Exercise instructions — The data below is to be copied exactly, line by line.

Data records —
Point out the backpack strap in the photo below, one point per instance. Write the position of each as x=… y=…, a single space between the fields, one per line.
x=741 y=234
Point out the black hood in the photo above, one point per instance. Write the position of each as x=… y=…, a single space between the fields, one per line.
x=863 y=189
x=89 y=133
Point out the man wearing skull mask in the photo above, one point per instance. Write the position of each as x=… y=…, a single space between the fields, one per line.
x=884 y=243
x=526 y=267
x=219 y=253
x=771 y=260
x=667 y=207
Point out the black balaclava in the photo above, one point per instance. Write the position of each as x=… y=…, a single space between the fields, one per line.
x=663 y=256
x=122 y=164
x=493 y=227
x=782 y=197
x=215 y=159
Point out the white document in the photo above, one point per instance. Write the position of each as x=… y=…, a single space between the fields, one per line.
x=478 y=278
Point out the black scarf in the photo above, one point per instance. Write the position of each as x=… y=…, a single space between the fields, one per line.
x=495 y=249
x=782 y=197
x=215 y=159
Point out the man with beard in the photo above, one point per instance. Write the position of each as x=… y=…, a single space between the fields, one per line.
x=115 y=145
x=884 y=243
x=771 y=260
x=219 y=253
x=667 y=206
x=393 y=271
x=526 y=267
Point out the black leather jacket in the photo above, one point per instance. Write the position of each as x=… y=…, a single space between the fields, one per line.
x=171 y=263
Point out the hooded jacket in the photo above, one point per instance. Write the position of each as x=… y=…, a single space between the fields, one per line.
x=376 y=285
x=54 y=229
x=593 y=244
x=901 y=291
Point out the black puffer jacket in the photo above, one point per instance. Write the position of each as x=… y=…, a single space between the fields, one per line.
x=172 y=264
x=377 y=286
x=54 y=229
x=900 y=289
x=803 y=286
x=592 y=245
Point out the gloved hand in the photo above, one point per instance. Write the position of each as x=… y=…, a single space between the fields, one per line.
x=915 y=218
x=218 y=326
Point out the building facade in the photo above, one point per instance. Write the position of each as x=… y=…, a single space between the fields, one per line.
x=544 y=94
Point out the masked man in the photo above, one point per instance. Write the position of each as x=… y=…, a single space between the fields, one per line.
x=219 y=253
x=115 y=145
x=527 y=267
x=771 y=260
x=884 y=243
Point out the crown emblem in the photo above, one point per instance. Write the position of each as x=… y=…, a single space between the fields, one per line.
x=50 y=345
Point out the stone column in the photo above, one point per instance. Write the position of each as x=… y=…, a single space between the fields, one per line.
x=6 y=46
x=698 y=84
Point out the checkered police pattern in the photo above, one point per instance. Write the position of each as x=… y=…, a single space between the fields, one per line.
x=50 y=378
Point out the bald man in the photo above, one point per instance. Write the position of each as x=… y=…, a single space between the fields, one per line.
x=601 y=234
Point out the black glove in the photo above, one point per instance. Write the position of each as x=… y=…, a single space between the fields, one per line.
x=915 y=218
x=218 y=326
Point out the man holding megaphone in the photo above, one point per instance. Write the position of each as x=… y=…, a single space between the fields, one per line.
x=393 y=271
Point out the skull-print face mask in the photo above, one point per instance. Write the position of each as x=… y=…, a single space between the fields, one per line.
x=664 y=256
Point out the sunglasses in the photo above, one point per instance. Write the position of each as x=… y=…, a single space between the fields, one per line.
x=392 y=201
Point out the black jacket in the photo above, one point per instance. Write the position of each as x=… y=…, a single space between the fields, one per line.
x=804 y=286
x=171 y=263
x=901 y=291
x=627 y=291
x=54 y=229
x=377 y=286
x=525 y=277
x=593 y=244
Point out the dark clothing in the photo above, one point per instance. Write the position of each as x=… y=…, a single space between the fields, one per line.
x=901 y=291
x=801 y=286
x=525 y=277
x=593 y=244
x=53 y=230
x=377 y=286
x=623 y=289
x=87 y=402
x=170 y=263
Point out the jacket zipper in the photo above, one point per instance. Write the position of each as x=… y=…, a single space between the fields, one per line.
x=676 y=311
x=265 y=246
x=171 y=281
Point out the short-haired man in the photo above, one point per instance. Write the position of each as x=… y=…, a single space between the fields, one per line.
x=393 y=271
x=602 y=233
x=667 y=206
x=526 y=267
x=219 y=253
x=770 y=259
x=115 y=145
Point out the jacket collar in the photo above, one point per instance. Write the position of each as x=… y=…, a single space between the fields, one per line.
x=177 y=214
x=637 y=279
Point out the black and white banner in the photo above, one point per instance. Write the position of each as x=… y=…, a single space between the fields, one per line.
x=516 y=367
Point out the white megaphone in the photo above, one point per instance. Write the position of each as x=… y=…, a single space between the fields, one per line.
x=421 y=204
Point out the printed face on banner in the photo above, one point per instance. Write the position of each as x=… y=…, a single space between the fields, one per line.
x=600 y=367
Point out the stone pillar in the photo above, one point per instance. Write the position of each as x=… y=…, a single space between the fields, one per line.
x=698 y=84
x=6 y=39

Response below —
Point out the backpack strap in the photo below, one point per instance. Write the position of each as x=… y=…, a single space between the fields, one per line.
x=741 y=234
Point out the black hood in the photo above, one point per instance. Write the position of each as x=… y=…, a single space between the fields, one per line.
x=863 y=189
x=89 y=133
Point out the man wearing skull mask in the photo above, one point per instance. Write the position of each as x=… y=…, a single space between the fields, one per line.
x=884 y=243
x=526 y=267
x=219 y=253
x=771 y=260
x=667 y=207
Point out the black balaclava in the photo above, one point per instance. Write the position of each as x=… y=…, a single space between the fields, one per line.
x=663 y=256
x=122 y=164
x=493 y=227
x=782 y=197
x=215 y=159
Point out the white document in the photo above, one point per instance. Write the position of each as x=… y=…, a single space between the fields, one per line.
x=478 y=278
Point out the black scarf in the photo above, one point per instance. Write the position of each as x=… y=…, a single space between the fields, one per line.
x=495 y=249
x=782 y=197
x=215 y=159
Point out the man with beard in the photo above, one point per instance. Write the position of each as x=… y=…, a single space between the fields, one per line.
x=115 y=145
x=884 y=243
x=771 y=260
x=219 y=253
x=667 y=206
x=393 y=271
x=526 y=267
Point out the black leather jacket in the photo above, one point per instance. Write the position of each as x=… y=…, a single space between the fields, one per line.
x=171 y=263
Point out the hooded jacket in the photo above, one point per instance. Write the position of each as x=… y=…, a single space between the fields, one per line.
x=376 y=285
x=54 y=229
x=593 y=244
x=901 y=291
Point out the black puffer jacket in the photo above, one point per instance. Write the position of each as x=… y=…, a single space between the fields, one per line.
x=172 y=264
x=377 y=286
x=54 y=229
x=900 y=289
x=803 y=286
x=592 y=245
Point out the gloved hand in the photo above, one point per instance. Write the position of each as x=… y=…, a single space between the fields, one per line.
x=915 y=218
x=218 y=326
Point out the building facade in the photo above, one point per instance. Write the position of each as x=… y=…, a single space between the fields, one per line.
x=544 y=94
Point out the masked man in the photo above, one point per instance. Write the position of each as x=… y=…, a single space between the fields, one per line.
x=219 y=253
x=115 y=145
x=527 y=267
x=771 y=260
x=884 y=243
Point out the crown emblem in the photo above, one point per instance. Write the position of each as x=… y=…, a single space between the fields, one per line.
x=50 y=345
Point out the stone column in the photo above, one point per instance. Write the position of each as x=… y=…, a single space between the fields, one per line.
x=6 y=46
x=698 y=84
Point out the checkered police pattern in the photo above, one point per instance. Write the position of each as x=… y=…, a single space between the fields, one per line.
x=50 y=378
Point out the bald man in the photo above, one point per instance. Write the position of each as x=… y=…, a single space between the fields, one per line.
x=601 y=234
Point out the black glove in the photo above, one point per instance. Write the position of each as x=… y=…, a single space between the fields, one per line.
x=915 y=218
x=218 y=326
Point out the man holding megaphone in the photo above, one point per instance. Write the position of each as x=… y=…, a single space between the fields, one per line.
x=393 y=271
Point out the skull-print face mask in the photo above, one point per instance. Write the position of each as x=… y=…, a single space between the fields, one per line.
x=664 y=256
Point out the sunglasses in the photo above, one point per instance. Write the position of each as x=… y=…, a single space between the fields, one per line.
x=392 y=201
Point out the black jacket in the photo above, one point per instance. Write the position of each as x=… y=…, a single space between the fields, one per line.
x=804 y=286
x=171 y=263
x=901 y=291
x=627 y=291
x=54 y=229
x=377 y=286
x=525 y=277
x=593 y=244
Point out the dark clothing in the photo above, one point per instance. Write the position of each as x=… y=…, a single space between the fields, one per line.
x=901 y=291
x=801 y=286
x=525 y=277
x=593 y=244
x=53 y=230
x=377 y=286
x=623 y=289
x=87 y=402
x=170 y=263
Point out the jacket zipper in the photo above, one point per instance. Write the position of each as x=… y=…, a single space between the fields, one per line.
x=676 y=311
x=265 y=246
x=171 y=281
Point out the short-haired man in the photo above, one point per instance. Write the position of each as x=… y=…, a single space between the fields, one per line.
x=393 y=271
x=602 y=233
x=667 y=206
x=526 y=267
x=219 y=253
x=770 y=259
x=115 y=145
Point out the jacket collar in the photo above, one point per instance. Write the position of each as x=… y=…, a single space between the fields, one per line.
x=177 y=214
x=637 y=279
Point out the black and white banner in the photo above, one point per instance. Write the position of each as x=… y=…, a single space between the fields, one per line.
x=516 y=367
Point out the white megaphone in the photo above, one point per instance. Write the position of each as x=… y=…, a single space between the fields, one per line.
x=421 y=204
Point out the printed face on banner in the photo above, one point per instance. Write the position of each as x=… y=…, a single space between the fields, one per line.
x=600 y=367
Point out the stone pillar in the photo above, one point per instance. Write the position of each as x=… y=…, a single space between the fields, one per line.
x=698 y=84
x=6 y=39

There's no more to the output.